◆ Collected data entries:
■ ■ ■ ■ ■

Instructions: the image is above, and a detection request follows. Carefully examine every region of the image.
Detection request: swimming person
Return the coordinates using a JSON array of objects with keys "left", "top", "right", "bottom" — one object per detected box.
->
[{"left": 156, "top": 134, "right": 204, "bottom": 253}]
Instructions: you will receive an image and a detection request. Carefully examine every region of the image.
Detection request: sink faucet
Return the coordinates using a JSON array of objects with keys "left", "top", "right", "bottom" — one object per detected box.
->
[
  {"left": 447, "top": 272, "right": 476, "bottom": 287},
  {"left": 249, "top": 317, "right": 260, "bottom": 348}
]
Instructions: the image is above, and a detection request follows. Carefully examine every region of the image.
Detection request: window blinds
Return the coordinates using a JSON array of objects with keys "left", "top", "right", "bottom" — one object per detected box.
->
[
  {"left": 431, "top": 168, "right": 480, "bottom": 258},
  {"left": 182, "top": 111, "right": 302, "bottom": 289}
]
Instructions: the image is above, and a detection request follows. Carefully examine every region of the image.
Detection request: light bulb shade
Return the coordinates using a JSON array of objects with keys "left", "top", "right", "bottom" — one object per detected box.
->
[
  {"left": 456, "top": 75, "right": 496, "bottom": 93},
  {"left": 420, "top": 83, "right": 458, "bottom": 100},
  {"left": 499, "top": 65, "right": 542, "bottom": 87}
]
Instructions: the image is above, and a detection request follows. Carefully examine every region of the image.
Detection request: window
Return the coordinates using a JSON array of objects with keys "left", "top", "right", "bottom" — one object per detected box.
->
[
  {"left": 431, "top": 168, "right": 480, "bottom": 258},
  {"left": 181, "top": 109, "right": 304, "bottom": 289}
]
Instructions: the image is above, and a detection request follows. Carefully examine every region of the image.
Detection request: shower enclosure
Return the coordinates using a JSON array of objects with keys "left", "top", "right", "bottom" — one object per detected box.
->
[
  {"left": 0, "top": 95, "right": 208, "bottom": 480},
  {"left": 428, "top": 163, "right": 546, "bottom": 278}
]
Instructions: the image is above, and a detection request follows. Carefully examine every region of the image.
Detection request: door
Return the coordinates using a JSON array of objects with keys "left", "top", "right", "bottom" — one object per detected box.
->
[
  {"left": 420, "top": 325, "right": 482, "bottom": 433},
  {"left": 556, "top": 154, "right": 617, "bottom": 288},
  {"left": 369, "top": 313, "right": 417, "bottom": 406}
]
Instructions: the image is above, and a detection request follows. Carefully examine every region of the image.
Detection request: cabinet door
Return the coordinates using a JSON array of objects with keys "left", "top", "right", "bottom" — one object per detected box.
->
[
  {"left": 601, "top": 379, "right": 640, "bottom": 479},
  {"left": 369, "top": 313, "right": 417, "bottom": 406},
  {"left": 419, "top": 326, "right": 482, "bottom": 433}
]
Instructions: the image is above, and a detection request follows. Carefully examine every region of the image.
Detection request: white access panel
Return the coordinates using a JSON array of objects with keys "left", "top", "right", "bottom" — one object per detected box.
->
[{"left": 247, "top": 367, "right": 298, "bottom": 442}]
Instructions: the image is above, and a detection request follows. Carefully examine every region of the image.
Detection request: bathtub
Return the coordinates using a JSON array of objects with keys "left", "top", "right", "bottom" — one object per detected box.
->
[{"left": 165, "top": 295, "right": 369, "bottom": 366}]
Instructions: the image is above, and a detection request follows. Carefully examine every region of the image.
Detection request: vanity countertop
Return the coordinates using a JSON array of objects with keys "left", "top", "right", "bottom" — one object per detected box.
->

■ ■ ■ ■ ■

◆ Goal of the exercise:
Report each line of the rows above that contains the word "door".

◆ Correct answer:
Detection request: door
Detection request: cabinet door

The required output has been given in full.